**Tasks to complete**
A. Decide whether each statement below agrees with the article on the Metalurg women's handball club. Answer yes or no for each, and quote the exact words from the article that settle it.
(i) The club started out under the name MIK.
(ii) The club took the name RK Skopje in 1975.
(iii) The club's arena holds 2,000 people.
B. Resume the history section of the article on the Metalurg women's handball club, continuing from its last sentence.

- Full name: Women's Handball Club Metalurg Skopje
- Founded: 1964
- Arena: Avtokomanda, Skopje
- Capacity: 2,000
- President: Tome Trenovski
- Head coach: Julijana Damchevska
- League: Skopsko Super League
- 2021-22: 3rd
| Home | Away |

= ŽRK Metalurg =

WHC Metalurg (ЖРК Металург) is a women's handball club from Skopje, North Macedonia. The team currently competes in the Macedonian women's First League of Handball.

==History==
The club was established in 1964 under the name MIK and played in the amateur handball league of SR Macedonia. In the seasons 1967 ,1968 and 1970 MIK became winner of the handball league of SR Macedonia. In 1973 the club was renamed to RK Skopje. Finally in 1975, RK Skopje achieved their greatest success, participation in the First Yugoslav Handball League. In 1978, RK Skopje won the Yugoslav Cup for the territory of SR Macedonia. From then until the dissolution of former Yugoslavia, RK Skopje played in the Second Yugoslav Handball League.

**Supplied data**
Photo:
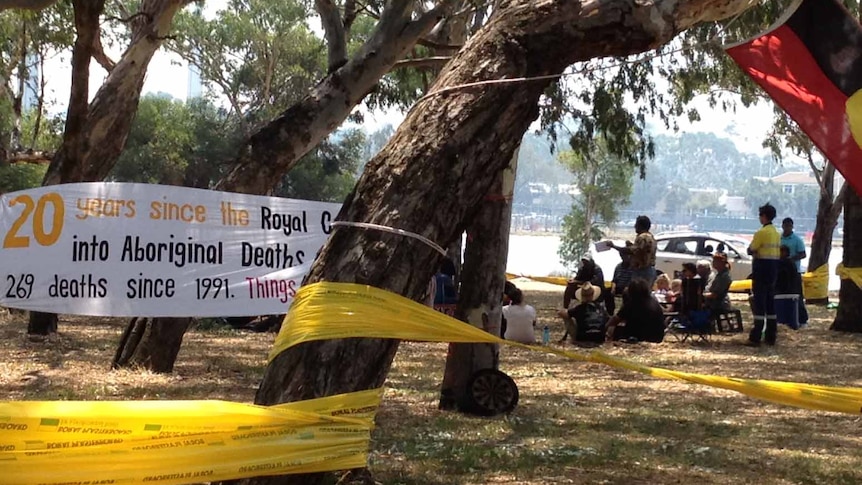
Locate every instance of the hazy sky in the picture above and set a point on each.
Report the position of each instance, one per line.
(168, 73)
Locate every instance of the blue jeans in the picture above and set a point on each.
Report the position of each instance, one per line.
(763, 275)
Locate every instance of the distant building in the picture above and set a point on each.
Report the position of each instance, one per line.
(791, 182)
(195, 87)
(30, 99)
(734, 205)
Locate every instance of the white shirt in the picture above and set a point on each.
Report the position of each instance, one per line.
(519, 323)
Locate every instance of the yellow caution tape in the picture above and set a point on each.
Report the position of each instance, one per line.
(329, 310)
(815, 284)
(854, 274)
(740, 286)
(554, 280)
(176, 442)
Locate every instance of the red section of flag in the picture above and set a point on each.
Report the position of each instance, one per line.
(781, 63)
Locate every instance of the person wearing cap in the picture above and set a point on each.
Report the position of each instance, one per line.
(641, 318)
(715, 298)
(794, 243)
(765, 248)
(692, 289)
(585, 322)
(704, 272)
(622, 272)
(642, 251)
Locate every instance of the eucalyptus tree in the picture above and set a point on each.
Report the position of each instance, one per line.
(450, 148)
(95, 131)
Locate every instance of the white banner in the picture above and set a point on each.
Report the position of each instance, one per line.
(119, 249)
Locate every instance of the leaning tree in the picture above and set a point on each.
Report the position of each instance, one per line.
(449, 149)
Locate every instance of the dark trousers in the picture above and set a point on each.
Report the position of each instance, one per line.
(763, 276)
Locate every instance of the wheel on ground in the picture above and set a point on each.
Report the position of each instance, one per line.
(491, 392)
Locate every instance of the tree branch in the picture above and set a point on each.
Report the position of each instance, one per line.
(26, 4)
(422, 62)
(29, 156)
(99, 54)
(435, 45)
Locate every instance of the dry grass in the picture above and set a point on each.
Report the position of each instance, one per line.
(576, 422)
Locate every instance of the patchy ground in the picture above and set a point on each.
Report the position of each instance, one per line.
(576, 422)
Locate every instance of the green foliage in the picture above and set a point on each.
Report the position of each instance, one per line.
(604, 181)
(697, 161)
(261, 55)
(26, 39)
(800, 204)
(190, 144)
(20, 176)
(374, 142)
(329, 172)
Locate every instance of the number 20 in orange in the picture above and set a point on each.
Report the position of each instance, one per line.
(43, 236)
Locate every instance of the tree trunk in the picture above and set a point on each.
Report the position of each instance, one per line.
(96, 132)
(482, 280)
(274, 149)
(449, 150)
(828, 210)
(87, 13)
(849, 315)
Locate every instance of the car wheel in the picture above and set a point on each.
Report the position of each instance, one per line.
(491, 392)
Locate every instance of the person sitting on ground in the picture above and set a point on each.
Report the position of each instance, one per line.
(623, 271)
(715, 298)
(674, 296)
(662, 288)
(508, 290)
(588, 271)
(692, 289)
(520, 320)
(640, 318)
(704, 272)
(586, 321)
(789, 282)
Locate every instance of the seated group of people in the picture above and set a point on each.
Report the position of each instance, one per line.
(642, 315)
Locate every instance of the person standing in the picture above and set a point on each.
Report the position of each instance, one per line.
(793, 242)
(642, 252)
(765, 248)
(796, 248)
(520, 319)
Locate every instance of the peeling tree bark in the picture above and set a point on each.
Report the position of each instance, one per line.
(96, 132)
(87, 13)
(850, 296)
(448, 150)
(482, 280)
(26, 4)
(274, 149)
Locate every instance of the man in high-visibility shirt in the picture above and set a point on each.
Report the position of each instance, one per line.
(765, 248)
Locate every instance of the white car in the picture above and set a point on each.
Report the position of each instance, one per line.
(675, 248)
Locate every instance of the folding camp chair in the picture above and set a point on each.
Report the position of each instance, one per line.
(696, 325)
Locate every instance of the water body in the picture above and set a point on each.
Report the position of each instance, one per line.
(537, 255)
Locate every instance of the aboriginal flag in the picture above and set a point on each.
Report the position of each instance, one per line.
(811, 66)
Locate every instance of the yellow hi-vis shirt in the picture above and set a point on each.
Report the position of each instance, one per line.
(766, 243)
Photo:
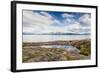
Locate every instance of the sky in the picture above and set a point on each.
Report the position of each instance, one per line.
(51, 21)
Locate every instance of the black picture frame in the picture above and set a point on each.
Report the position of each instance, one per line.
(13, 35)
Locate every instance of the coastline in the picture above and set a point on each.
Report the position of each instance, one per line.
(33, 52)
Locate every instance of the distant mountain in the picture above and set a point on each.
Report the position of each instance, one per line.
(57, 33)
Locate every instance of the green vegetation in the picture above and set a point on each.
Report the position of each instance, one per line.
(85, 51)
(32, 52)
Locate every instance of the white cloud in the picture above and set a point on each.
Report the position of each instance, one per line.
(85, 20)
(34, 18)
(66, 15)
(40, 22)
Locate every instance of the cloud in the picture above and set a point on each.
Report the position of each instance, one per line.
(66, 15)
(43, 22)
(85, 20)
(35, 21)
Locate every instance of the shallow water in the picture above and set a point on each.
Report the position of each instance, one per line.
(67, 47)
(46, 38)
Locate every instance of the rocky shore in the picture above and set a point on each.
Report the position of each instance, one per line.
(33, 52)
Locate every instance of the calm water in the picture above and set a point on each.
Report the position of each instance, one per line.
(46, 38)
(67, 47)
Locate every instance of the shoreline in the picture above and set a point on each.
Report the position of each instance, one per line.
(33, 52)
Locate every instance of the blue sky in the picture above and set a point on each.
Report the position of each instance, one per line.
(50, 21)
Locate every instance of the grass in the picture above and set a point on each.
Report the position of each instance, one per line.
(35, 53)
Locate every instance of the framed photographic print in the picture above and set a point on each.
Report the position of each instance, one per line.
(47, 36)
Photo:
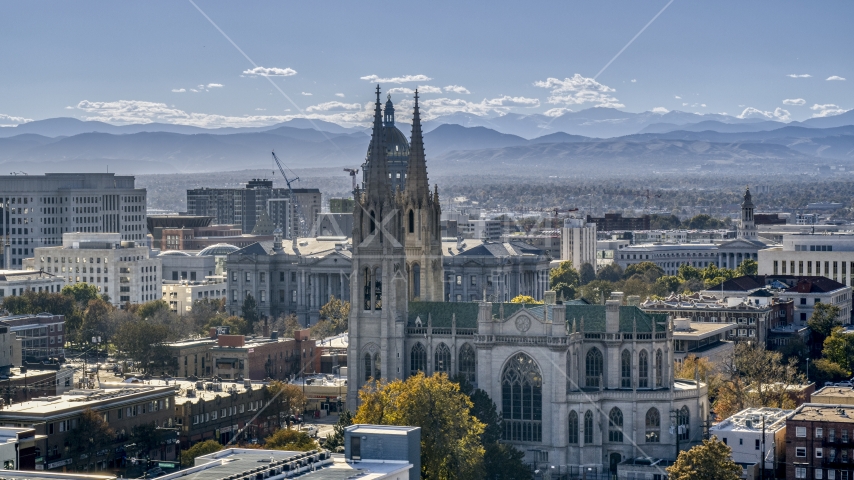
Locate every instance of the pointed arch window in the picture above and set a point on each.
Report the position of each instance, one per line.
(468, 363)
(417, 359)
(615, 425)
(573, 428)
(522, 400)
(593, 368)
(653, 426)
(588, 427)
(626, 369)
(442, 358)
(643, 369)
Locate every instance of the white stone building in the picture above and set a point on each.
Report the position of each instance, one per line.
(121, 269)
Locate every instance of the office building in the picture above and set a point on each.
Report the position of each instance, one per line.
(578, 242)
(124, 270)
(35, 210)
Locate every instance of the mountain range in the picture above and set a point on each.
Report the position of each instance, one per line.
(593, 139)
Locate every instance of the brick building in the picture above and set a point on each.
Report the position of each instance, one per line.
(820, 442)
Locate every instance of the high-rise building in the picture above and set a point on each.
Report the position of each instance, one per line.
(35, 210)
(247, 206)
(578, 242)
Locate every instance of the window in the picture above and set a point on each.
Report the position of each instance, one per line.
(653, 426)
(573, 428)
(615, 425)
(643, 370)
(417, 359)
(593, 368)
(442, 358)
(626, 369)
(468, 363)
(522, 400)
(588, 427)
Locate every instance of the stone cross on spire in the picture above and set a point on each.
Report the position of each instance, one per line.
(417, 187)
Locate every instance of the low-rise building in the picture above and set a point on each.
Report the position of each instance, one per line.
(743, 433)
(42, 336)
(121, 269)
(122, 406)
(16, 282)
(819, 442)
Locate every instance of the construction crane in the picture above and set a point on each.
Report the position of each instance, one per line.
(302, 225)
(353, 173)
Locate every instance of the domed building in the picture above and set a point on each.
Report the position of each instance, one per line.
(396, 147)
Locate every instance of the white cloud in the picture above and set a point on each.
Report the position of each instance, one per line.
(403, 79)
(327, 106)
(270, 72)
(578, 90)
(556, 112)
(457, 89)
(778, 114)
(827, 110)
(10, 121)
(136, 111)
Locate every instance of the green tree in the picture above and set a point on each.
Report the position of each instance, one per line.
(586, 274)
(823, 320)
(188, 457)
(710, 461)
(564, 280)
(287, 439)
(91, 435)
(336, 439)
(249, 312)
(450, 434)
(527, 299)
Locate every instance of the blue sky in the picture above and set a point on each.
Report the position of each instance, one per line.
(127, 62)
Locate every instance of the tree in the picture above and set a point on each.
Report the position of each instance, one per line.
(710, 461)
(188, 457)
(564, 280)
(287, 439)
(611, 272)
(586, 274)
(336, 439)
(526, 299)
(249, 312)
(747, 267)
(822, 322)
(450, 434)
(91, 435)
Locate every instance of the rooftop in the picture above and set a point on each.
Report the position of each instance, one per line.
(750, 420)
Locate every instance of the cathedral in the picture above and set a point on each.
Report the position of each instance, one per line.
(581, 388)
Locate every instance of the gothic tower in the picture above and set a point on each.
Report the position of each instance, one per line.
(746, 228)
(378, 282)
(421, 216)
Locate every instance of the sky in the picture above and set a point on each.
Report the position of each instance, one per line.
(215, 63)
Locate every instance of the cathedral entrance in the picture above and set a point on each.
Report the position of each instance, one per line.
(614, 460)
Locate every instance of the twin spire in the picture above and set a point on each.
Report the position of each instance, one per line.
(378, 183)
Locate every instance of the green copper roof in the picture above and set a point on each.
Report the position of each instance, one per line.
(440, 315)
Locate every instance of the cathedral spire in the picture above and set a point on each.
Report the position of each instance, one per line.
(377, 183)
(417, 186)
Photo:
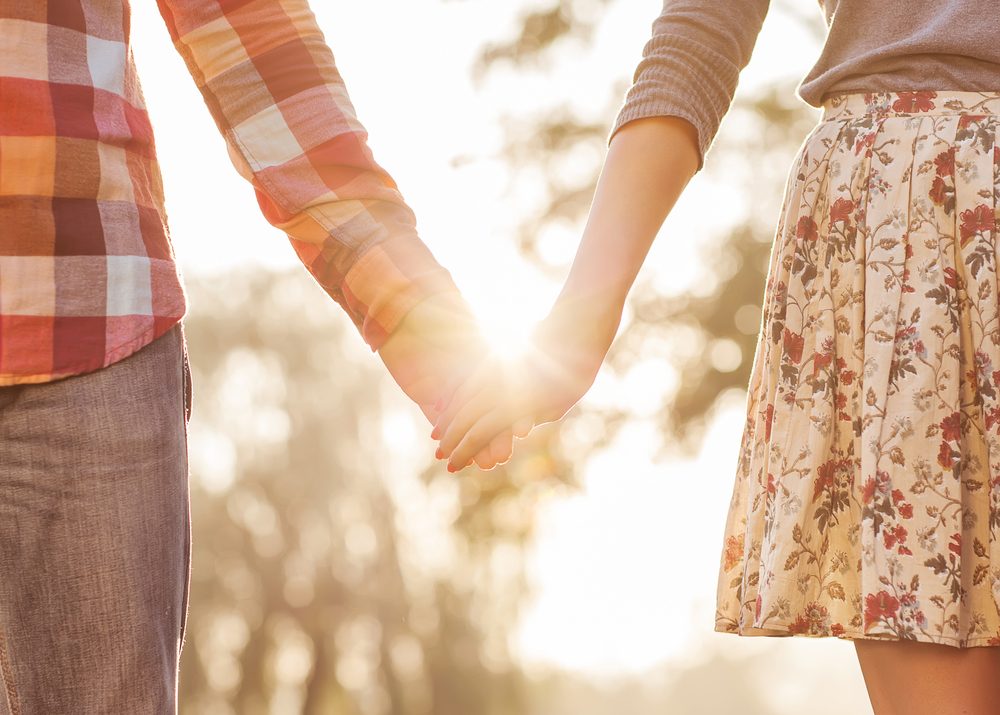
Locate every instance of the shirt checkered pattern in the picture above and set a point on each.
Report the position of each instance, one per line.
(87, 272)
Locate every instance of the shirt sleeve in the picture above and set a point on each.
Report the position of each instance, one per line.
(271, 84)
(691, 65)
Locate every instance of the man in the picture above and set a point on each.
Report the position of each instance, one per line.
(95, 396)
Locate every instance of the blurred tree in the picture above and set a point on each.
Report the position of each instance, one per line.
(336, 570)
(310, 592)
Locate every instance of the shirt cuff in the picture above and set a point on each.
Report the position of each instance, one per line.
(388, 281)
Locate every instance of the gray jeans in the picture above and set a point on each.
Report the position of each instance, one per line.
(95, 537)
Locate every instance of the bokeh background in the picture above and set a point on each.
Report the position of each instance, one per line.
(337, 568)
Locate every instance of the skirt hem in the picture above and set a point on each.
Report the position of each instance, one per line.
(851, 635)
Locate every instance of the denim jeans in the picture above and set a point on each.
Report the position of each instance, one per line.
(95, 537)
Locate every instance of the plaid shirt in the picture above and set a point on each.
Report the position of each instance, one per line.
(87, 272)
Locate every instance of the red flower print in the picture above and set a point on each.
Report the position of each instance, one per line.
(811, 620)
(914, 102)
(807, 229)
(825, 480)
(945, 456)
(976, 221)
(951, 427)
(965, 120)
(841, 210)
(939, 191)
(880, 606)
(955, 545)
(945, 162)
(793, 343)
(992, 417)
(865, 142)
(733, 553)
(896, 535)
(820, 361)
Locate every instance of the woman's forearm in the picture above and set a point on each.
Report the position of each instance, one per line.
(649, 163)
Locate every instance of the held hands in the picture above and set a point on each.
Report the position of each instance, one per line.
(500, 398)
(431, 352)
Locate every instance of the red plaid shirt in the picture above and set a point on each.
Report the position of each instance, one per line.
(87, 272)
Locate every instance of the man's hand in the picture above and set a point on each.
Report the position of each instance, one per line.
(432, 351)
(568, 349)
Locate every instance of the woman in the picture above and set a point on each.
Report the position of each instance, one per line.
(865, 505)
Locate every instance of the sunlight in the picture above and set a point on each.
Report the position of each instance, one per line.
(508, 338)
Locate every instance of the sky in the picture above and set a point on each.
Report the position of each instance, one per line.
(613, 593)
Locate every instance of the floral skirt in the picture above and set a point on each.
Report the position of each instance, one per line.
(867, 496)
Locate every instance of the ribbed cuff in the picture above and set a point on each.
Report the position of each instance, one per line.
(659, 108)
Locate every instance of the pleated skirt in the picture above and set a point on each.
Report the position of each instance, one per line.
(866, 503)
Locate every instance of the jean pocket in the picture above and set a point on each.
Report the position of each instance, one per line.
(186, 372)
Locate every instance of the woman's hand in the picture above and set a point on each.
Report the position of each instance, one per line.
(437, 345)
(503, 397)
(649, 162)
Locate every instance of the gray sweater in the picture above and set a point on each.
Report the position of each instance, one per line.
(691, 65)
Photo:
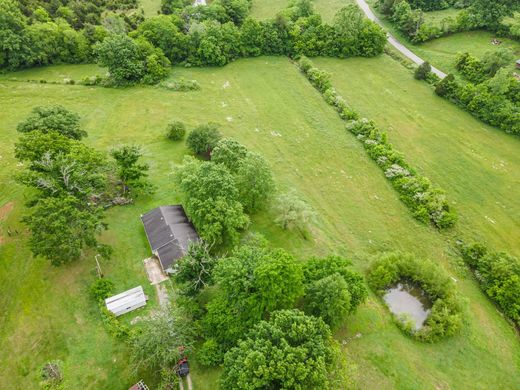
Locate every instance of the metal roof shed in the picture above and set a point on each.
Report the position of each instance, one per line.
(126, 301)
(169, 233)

**Responses to the tasks**
A.
(i) Yes: "The club was established in 1964 under the name MIK"
(ii) No: "In 1973 the club was renamed to RK Skopje."
(iii) Yes: "Capacity: 2,000"

B.
After the independence of Macedonia in 1991, RK Skopje competed in the Macedonian women's First League of Handball, and the club played in the EHF Women's Cup Winners' Cup in 1994 and in the Women's EHF Challenge Cup the following year.

In the season 2007/08 the club got a strong sponsor, and under the name ŽRK Metalurg Skopje, unbeaten entered in the Macedonian women's First League of Handball. In the 2009/10 season ŽRK Metalurg Skopje won the Macedonian Championship and the Macedonian Cup without losing a point. The following season the club again won the league title and domestic cup. In the 2011–12 season, they had their best showing in Europe by making it to the Last 16 of the Women's EHF Cup Winners' Cup. They followed that up with their third straight domestic double crown.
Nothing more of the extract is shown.